### 挑战任务 1
请从下方各行中提取所有含有字符串“grassy”的行。

### 文档摘录

>>>

接口原型
每个算子有两段接口,必须先调用“aclnnXxxGetWorkspaceSize”接口获取入参并根据计算流程计算所需workspace大小,再调用“aclnnXxx”接口执行计算。两段式接口如下:
- 第一段接口:aclnnStatus aclnnArangeGetWorkspaceSize(const aclScalar *start, const aclScalar *end, const aclScalar *step, aclTensor *out, uint64_t *workspaceSize, aclOpExecutor **executor)
- 第二段接口:aclnnStatus aclnnArange(void *workspace, uint64_t workspaceSize, aclOpExecutor *executor, const aclrtStream stream)
aclnnArangeGetWorkspaceSize
- 接口定义:
aclnnStatus aclnnArangeGetWorkspaceSize(const aclScalar *start, const aclScalar *end, const aclScalar *step, aclTensor *out, uint64_t *workspaceSize, aclOpExecutor **executor)
- 参数说明:
- start:host侧的aclScalar,获取值的范围的起始位置。数据类型支持FLOAT、FLOAT16、DOUBLE、UINT8、INT8、INT16、INT32、INT64、BOOL,数据格式支持ND。需要满足在step大于0时输入的start小于end,或者step小于0时输入的start大于end。
- end:host侧的aclScalar,获取值的范围的结束位置。数据类型支持FLOAT、FLOAT16、DOUBLE、UINT8、INT8、INT16、INT32、INT64、BOOL,数据格式支持ND。需要满足在step大于0时输入的start小于end,或者step小于0时输入的start大于end。
- step:host侧的aclScalar,获取值的步长。数据类型支持FLOAT、FLOAT16、DOUBLE、UINT8、INT8、INT16、INT32、INT64、BOOL,数据格式支持ND。需要满足step不等于0。
- out:device侧的aclTensor,输出的tensor。数据类型支持FLOAT、DOUBLE、INT32、INT64,数据格式支持ND。
- workspaceSize:返回用户需要在npu device侧申请的workspace大小。
- executor:返回op执行器,包含了算子计算流程。
- 返回值:
返回aclnnStatus状态码,具体参见aclnn返回码。
第一段接口完成入参校验,出现以下场景时报错:
- 返回161001(ACLNN_ERR_PARAM_NULLPTR):传入的start、end、step或者out是空指针。
- 返回161002(ACLNN_ERR_PARAM_INVALID):
- 参数start、end、step、out的数据类型不在支持的范围内。
- 参数start、end、step不满足range的运算逻辑,即当step>0时输入的start大于end,或者step<0时输入的start小于end,或者step等于0。
aclnnArange
- 接口定义:
aclnnStatus aclnnArange(void *workspace, uint64_t workspaceSize, aclOpExecutor *executor, const aclrtStream stream)
- 参数说明:
- workspace:在npu device侧申请的workspace内存起址。

<<<

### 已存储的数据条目
>>>

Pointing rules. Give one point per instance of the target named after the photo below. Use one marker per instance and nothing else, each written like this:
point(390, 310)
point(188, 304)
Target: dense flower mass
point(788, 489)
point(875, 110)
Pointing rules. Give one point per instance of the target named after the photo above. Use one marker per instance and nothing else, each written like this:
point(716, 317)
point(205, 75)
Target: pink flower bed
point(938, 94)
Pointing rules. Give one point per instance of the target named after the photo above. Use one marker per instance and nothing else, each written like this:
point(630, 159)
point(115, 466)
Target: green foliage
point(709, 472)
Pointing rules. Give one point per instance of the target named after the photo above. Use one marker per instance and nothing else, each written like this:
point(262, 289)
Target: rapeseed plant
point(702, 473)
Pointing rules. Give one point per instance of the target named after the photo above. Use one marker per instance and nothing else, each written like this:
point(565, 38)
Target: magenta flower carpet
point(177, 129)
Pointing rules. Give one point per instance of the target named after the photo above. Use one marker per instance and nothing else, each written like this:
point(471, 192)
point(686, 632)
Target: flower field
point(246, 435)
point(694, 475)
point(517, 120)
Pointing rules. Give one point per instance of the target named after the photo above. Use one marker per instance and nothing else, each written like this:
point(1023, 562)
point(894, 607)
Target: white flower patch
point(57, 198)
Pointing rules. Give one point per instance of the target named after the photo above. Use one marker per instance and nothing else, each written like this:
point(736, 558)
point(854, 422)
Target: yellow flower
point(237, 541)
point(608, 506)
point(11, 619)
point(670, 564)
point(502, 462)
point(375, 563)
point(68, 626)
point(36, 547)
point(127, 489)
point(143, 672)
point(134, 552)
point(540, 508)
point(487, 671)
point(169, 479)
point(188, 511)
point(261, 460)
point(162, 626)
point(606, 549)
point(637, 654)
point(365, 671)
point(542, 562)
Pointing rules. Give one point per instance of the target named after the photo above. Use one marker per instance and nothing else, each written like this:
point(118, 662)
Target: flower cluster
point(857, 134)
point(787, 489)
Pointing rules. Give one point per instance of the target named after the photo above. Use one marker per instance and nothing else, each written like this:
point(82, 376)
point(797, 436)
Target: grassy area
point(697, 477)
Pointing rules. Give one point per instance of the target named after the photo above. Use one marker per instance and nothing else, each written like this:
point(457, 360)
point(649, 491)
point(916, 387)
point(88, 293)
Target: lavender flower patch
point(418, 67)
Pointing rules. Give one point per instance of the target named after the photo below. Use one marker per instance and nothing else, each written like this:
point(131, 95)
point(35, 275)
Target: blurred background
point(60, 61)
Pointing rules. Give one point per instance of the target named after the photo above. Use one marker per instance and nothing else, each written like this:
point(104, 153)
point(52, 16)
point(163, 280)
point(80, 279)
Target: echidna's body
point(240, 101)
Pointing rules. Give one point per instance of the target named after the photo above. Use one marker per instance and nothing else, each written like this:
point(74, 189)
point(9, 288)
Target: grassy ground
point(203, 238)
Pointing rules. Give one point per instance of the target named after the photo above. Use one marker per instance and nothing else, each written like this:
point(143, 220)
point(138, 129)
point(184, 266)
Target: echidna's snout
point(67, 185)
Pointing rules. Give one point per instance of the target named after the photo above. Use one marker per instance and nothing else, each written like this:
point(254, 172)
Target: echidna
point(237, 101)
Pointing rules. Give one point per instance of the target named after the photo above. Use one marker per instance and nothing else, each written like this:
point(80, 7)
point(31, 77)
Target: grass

<<<

### 挑战任务 2
依据上方的文档摘录,回答下列问题:
(a) 参数out支持哪些数据类型?
(b) 传入的start、end、step或out为空指针时,返回哪个状态码?
(c) 参数workspace表示什么?

### 完整答案 1
Target: grassy area
Target: grassy ground

### 完整答案 2
(a) FLOAT、DOUBLE、INT32、INT64。
(b) 161001(ACLNN_ERR_PARAM_NULLPTR)。
(c) 在npu device侧申请的workspace内存起址。